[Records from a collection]
►

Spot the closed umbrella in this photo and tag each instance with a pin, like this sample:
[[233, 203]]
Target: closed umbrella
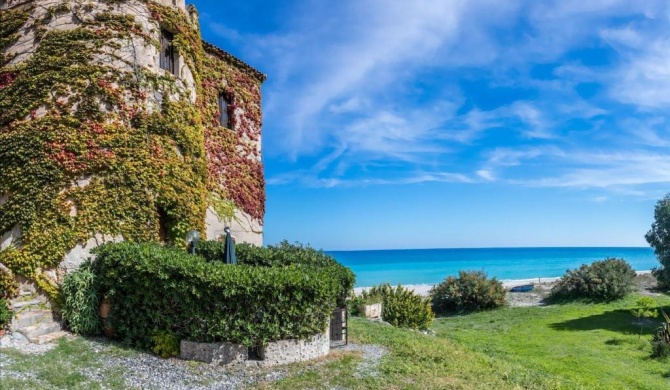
[[229, 248]]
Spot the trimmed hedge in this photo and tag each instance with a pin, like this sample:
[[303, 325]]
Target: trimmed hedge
[[603, 280], [471, 291], [154, 289], [283, 255]]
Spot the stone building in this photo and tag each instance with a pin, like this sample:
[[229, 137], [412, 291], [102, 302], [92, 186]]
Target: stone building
[[117, 122]]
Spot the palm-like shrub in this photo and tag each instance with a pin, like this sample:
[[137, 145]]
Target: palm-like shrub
[[403, 308], [81, 301], [471, 291], [604, 280]]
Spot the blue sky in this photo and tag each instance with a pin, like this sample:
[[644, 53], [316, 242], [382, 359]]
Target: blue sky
[[479, 123]]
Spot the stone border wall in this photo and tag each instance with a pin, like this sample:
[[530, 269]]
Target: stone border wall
[[275, 353]]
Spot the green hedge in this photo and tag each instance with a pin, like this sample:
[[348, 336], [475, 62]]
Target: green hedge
[[283, 255], [155, 289]]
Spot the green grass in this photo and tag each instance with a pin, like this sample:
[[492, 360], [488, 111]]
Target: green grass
[[568, 346], [59, 368], [584, 345]]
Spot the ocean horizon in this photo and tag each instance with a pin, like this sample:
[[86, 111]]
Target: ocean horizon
[[431, 266]]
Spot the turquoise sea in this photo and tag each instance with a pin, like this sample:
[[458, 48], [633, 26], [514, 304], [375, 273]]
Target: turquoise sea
[[431, 266]]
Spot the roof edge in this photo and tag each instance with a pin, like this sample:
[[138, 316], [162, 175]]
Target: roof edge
[[236, 61]]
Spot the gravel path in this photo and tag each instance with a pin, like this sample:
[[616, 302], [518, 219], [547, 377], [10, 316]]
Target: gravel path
[[372, 356], [145, 371]]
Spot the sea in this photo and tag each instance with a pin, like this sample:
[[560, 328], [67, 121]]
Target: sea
[[431, 266]]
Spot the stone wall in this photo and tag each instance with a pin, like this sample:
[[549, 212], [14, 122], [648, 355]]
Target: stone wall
[[275, 353], [138, 50]]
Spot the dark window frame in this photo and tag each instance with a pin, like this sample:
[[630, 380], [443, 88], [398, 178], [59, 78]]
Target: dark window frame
[[223, 102], [168, 55]]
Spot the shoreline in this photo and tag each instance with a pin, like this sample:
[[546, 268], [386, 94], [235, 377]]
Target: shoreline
[[424, 289]]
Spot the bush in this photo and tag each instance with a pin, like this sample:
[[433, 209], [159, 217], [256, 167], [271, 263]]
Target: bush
[[402, 307], [81, 301], [156, 289], [659, 238], [6, 315], [9, 287], [364, 298], [470, 292], [660, 343], [603, 280], [282, 255], [166, 344]]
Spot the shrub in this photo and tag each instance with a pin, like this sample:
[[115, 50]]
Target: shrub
[[603, 280], [151, 288], [166, 344], [283, 255], [660, 343], [471, 291], [6, 315], [403, 308], [81, 301], [364, 298], [659, 238], [9, 287]]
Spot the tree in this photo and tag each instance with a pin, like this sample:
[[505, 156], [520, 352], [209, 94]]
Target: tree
[[659, 238]]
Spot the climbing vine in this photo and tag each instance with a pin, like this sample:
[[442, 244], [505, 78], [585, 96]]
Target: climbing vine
[[94, 144]]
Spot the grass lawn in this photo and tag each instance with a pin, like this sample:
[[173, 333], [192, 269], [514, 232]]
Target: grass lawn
[[61, 368], [584, 345], [570, 346]]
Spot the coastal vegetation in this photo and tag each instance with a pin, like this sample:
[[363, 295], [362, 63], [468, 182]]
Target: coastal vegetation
[[471, 291], [604, 280], [162, 295], [401, 307], [570, 346], [659, 239]]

◄

Instructions for the task. Exactly the lines from the one containing "Target: bush" through the final line above, and only those, should be given again.

Answer to the exercise.
Target: bush
[[402, 307], [81, 301], [156, 289], [659, 238], [6, 315], [9, 287], [364, 298], [470, 292], [660, 343], [603, 280], [282, 255], [166, 344]]
Spot the shrub in this photo and tag each instance with a pin, like this sample:
[[115, 50]]
Target: shrub
[[603, 280], [151, 288], [166, 344], [283, 255], [660, 343], [471, 291], [6, 315], [403, 308], [81, 301], [364, 298], [659, 238], [9, 287]]
Spot the tree in this photo and tag each instance with a pin, like this sample:
[[505, 156], [520, 352], [209, 94]]
Target: tree
[[659, 238]]
Spot the climbing vine in this photo and tag each instance with a pin, like this sample:
[[442, 244], [505, 78], [585, 96]]
Target: climbing vine
[[94, 144]]
Spot the grass lawn in this photo and tag each instance with a pin, like this sample:
[[173, 333], [192, 269], [514, 232]]
Target: grass lawn
[[61, 368], [584, 345], [570, 346]]
Spot the coastal vegetation in this photo and tag each instance with a pin, like this sample:
[[363, 295], [362, 63], [468, 182]]
Target: coastal vegetation
[[471, 291], [604, 280], [162, 295], [401, 307], [570, 346], [659, 239]]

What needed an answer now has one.